═══ MATERIAL PROVIDED
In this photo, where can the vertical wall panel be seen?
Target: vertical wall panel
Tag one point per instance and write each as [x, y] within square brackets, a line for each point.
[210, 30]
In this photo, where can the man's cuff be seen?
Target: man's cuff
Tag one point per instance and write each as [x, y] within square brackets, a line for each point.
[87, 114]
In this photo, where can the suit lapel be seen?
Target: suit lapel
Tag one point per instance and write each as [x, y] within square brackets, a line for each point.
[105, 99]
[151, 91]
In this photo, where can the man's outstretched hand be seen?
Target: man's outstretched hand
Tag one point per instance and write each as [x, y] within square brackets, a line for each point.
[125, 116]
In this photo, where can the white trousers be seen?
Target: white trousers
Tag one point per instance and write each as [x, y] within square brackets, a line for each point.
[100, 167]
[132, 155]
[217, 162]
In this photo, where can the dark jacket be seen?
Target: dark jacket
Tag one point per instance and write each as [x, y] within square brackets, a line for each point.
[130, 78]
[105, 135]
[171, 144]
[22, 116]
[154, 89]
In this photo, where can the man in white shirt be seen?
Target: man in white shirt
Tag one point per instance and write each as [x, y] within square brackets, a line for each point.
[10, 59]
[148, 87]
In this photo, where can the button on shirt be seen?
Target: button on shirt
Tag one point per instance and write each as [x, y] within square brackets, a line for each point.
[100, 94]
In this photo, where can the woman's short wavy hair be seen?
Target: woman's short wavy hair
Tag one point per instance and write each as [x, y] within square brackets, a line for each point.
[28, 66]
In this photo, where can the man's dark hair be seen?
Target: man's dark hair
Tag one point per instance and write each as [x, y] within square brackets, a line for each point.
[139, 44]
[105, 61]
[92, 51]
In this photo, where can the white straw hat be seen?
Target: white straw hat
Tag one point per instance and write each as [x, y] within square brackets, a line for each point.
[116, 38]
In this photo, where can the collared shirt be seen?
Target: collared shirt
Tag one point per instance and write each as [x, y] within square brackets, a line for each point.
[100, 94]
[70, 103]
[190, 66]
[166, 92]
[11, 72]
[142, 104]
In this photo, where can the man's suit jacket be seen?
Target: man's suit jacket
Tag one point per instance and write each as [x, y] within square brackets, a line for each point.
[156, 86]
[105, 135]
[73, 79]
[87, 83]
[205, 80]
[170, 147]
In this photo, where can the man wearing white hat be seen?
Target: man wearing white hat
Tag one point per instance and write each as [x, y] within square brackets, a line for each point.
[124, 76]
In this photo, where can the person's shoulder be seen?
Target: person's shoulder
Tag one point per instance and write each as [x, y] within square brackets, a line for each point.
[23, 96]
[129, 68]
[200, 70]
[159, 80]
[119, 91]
══════
Copy every line of the material above verbatim, from first to last.

In this photo, where can the vertical wall panel be seen?
Target: vertical wall panel
Tag one point per instance and write each as [x, y] within square brackets, a line for each point.
[210, 30]
In this photo, where can the man's cuff be seen?
Target: man's cuff
Tag one point per instance and write each as [x, y] within square brackets, a line for each point.
[87, 114]
In this photo, where can the suit lapel be seen?
Target: suit lapel
Tag one point per instance and write each as [x, y] within square brackets, a line for each point.
[105, 99]
[151, 91]
In this photo, where can the man's outstretched hand be seen?
Target: man's outstretched hand
Tag one point per instance and write each as [x, y] within square brackets, a line for each point.
[125, 116]
In this photo, where can the white trousers be seen?
Target: white trousers
Tag one point per instance and write each as [x, y] within square brackets, a line for each point.
[100, 167]
[132, 155]
[217, 162]
In this photo, where can the dark jacket be seen?
Target: dark jacket
Tag one point per instance and write each as [x, y] within square brackets, a line for each point.
[130, 78]
[105, 135]
[171, 144]
[22, 116]
[154, 89]
In this photo, where can the man in white shirt be seen?
Target: man in white shirt
Tag one point per instance and write each as [x, y] within square brackets, a line for each point.
[10, 59]
[148, 87]
In this photo, where can the button on shirt be seen?
Target: button on shirt
Tag one point per instance and write each as [x, y] within square brackets, a line for each point.
[100, 94]
In this photo, where can the woman's short wavy hair be seen?
Target: woman's short wavy hair
Tag one point per instance and write each as [x, y] within square brackets, a line for each point.
[28, 66]
In this photo, where can the man's dark hair be seen?
Target: man's dark hair
Tag one point per instance and write each as [x, y] within square brackets, a line for each point.
[139, 44]
[105, 61]
[92, 51]
In this photo, where can the white straw hat be seen?
Target: white straw hat
Tag one point per instance and write each as [x, y] within square brackets, a line for each point.
[116, 38]
In this photo, where can the collared shirt be seen?
Target: collared shirt
Tag one point per instance and write each as [x, y] within square brackets, a line for each point.
[100, 94]
[70, 103]
[190, 66]
[166, 92]
[11, 72]
[142, 104]
In this photo, where can the man's suit jacket be seen?
Target: man's suit jacket
Tag one point per instance and write each as [x, y] within square brackets, a line for each point.
[156, 86]
[105, 135]
[73, 79]
[87, 83]
[205, 80]
[170, 147]
In this photo, where can the man wearing white hat be seen?
Target: man wearing white hat
Tag one point per instance and write each as [x, y] within square brackets, a line for each point.
[124, 76]
In this photo, where can the person's shoulder be seen?
Target: person's shoulder
Tag one point per instance and write each as [x, y] within square brackets, a line for each point.
[23, 96]
[129, 68]
[200, 70]
[159, 80]
[119, 91]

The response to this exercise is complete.